═══ Given records ═══
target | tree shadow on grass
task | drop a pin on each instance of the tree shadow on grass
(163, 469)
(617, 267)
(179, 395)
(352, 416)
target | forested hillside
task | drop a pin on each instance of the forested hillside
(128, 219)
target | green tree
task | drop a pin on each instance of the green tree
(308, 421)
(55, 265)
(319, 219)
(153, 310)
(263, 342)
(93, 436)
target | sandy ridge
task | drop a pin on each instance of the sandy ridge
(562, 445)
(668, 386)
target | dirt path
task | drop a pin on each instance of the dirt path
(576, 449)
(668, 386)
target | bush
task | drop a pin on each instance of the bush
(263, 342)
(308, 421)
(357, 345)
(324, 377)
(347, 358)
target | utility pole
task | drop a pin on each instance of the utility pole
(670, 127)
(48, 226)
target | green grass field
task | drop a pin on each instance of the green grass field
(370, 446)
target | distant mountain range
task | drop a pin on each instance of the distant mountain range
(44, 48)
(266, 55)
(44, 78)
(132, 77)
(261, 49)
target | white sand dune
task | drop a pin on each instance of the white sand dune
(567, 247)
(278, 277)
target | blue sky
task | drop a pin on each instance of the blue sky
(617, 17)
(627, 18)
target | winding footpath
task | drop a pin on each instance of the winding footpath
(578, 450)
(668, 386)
═══
═══ Given records ═══
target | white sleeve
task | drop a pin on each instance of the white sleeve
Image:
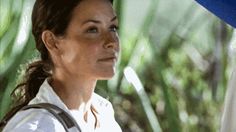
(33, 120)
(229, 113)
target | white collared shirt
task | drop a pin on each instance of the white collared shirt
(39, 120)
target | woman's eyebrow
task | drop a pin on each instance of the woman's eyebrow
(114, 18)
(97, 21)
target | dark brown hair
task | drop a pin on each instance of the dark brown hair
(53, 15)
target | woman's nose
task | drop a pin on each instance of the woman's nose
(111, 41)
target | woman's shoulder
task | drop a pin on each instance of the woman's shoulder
═══
» What is needed:
Copy out the data from the line containing "target | white collared shirt" through the line containing "the woman's shoulder", both ends included and nothing else, keeping the requests unchanged. In the answers, multiply each coordinate by 0.3 and round to a whole number, rounding halves up.

» Response to the exercise:
target | white collared shirt
task | drop a pin on each instance of the white collared shirt
(12, 36)
target | woman's eyebrow
task | drop a pin on each instance of the woman's eyebrow
(34, 5)
(29, 6)
target | dark brown hair
task | drop a pin on each instance of the dark brown hair
(16, 5)
target | woman's nose
task | drop a pin on each instance of the woman's nose
(33, 12)
target | woman's shoulder
task | drop a pin on each instance of the woman's shoulder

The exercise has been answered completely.